_Exercise details:_
Count the lines in the listing below that contain the string "Query", treating uppercase and lowercase letters as different. Reply with the number alone.

─── Data rows

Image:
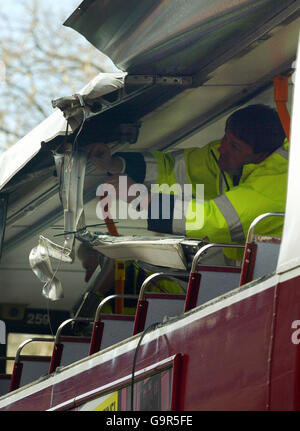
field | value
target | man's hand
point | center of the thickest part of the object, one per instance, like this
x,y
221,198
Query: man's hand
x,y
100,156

──────
─── Data rows

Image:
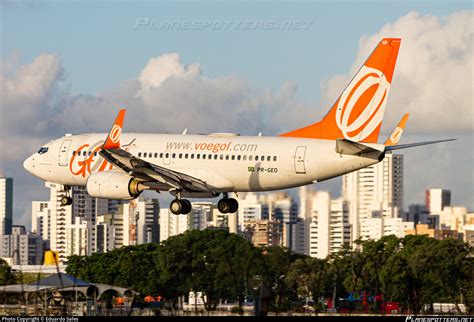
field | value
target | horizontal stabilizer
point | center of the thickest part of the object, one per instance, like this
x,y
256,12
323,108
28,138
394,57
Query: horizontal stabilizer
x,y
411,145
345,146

──────

_Result:_
2